## Start SOURCE PASSAGE
The course recording system represents a significant shift in teaching methods, serving three crucial functions:

1. Teachers can review recorded videos to correct their teaching actions and content.
2. Absent students can access the teacher's instruction from the class.
3. Students can use videos for reviewing course materials.

While there are numerous vendors in the market planning course recording systems, each with its design philosophy, the ultimate goal is to achieve optimal results for both schools and students in this evolving teaching model.

Course recording systems began developing basic prototypes around the year 2000, with content similar to current systems. These systems typically include teacher videos and instructional materials compiled into a course video. The videos are then accessed through the school's website with the vendor's playback interface. However, challenges arose due to the limitations of the environment and bandwidth at that time.

Initially, video quality was limited to 300,000 pixels using a computer's camera, restricting close-up shots of teachers. In recent years, the rise of Massive Open Online Courses (MOOCs) globally has brought increased attention to course recording solutions. The IT industry's involvement has equipped course recording with more electronic computing programs and software. Major broadcasting companies have also recognized the assistance course recording provides to future students, leading several well-known broadcasting industries to combine broadcasting skills with IT electronic computing to create flawless recording systems. The following is a system that integrates IT and broadcasting for course recording, exploring its unique features in depth.

The Smart Tracking Course Recording System comprises multiple PTZ cameras, panoramic cameras, microphone arrays, image analysis servers, switchers, location pointers, and recording systems. Operators use the location pointer to guide the image analysis server in controlling PTZ cameras to track specific targets. Simultaneously, the microphone array captures sound from the specified targets, generating audio data. The switcher receives audio data, PTZ camera, and panoramic camera image data, processes them, and produces the final audio-visual data. Finally, the recording system receives the ultimate audio-visual data for recording. The system can also display the image of the final audio-visual data on a monitor and play the sound through speakers. Therefore, it achieves semi-automatic image tracking, monitoring, and recording functions suitable for multi-participant locations.

For live class recordings in remote teaching, interaction between teachers and students during class, such as teachers posing questions and assigning specific students to answer or enthusiastic students responding, requires constant adjustment of the camera's distance, focus, and multiple switches between the teacher and different students. Thus, professional directing is essential to achieve a live teaching audio-visual effect.
## End SOURCE PASSAGE
## Start MATERIAL PROVIDED
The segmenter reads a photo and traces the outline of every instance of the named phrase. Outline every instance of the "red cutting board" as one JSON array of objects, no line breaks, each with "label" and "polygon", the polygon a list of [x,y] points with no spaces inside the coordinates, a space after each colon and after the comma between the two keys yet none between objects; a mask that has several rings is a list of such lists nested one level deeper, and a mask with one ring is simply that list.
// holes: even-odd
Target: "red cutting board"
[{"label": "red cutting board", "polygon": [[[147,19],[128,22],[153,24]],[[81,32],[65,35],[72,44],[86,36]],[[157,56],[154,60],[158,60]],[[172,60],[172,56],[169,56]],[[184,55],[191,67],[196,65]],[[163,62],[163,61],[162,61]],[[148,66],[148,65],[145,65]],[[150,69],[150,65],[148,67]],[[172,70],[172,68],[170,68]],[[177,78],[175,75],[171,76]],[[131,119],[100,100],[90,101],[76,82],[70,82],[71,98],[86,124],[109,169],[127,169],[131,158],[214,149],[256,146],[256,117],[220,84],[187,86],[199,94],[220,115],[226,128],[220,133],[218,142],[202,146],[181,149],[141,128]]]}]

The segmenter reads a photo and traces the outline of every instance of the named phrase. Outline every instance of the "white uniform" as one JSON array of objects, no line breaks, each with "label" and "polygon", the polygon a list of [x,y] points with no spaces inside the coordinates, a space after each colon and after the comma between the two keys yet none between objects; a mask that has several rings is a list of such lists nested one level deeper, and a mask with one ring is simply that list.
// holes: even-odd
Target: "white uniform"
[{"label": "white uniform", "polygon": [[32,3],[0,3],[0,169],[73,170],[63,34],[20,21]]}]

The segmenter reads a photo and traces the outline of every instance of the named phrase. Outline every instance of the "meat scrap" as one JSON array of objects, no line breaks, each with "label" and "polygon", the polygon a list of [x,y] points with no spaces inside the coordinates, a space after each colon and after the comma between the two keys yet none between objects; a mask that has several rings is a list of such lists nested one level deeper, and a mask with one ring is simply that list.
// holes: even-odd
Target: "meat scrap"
## End MATERIAL PROVIDED
PROBLEMS —
1. Write down the part of the course recording passage between "3. Students can" and "at that time.", inclusive.
2. Extend the passage on course recording systems, picking up after its final sentence.

ANSWERS TO THE TASKS —
1.
3. Students can use videos for reviewing course materials.

While there are numerous vendors in the market planning course recording systems, each with its design philosophy, the ultimate goal is to achieve optimal results for both schools and students in this evolving teaching model.

Course recording systems began developing basic prototypes around the year 2000, with content similar to current systems. These systems typically include teacher videos and instructional materials compiled into a course video. The videos are then accessed through the school's website with the vendor's playback interface. However, challenges arose due to the limitations of the environment and bandwidth at that time.

2.
The Smart Tracking Course Recording System provides automatic tracking core technology without the need for directors or camera operators. Users can independently control the entire recording process manually through handheld devices, achieving semi-automatic image tracking and recording objectives, thus saving manpower. The system includes multiple PTZ cameras, a panoramic camera, a microphone array, an image analysis server, a switcher, a location pointer, and a recording system, enabling semi-automatic image tracking while simultaneously recording audio and video.

The PTZ cameras are positioned at different locations in specific areas, allowing them to capture and track specific targets, generating individual PTZ image data. The panoramic camera is strategically placed to capture images covering the entire area, producing panoramic image data. The microphone array, consisting of multiple microphones positioned at different locations, receives sound to generate audio data.

The location pointer comprises multiple buttons, each generating corresponding control commands when pressed by the operator. The location pointer wirelessly transmits control commands to the image analysis server. The image analysis server, based on control commands, controls the rotation, tilt, and zoom actions of the PTZ cameras to align with specific targets. Simultaneously, the image analysis server receives PTZ image data from the PTZ cameras and performs image analysis to confirm the specific target. The image analysis server generates and transmits control signals related to the PTZ cameras.

The switcher receives audio data from the microphone array and PTZ image data from the PTZ cameras, as well as panoramic image data from the panoramic camera. Based on control signals from the image analysis server, the switcher switches between PTZ camera PTZ image data and audio data, or combines panoramic image data, generating the final audio-visual data. This data is transmitted to the recording system, which receives and processes it for recording, achieving semi-automatic operation for intelligent monitoring, tracking, and recording.

Furthermore, the recorded video can be displayed on at least one monitor and played through at least one set of speakers, providing real-time playback functionality for convenient monitoring.

Therefore, the Smart Tracking Course Recording System is suitable for locations with multiple participants, especially for recording or live streaming digital course content or MOOCs (Massive Open Online Courses). In this system, the teacher can use the location pointer to guide the PTZ camera to track a student speaking and record the session. After the student has finished speaking, the teacher can use the location pointer to return the PTZ camera to a predefined area, such as the teacher. In this way, the teacher takes on the role of a director, completing the camera's rotation, image capture, and recording tasks, achieving the semi-automatic tracking objective.

The Smart Tracking Course Recording System combines an AI-based fully automatic smart director and a manual control director system, with the operation determined by the POINTER switch:

1. When the POINTER switch is off, the system activates the AI-based fully automatic smart tracking mode, including:

   • Static camera and PTZ camera calibration technology
   • Detection of student speaking events
   • Multi-angle face detection technology
   • Teacher movement detection and tracking technology

   The fully automatic system detects and locates student speakers and automatically tracks the teacher in the classroom. Using static camera and PTZ camera calibration technology, it provides automatic close-ups of speaking students and the teacher, along with microphone recording, creating a natural classroom broadcasting scenario.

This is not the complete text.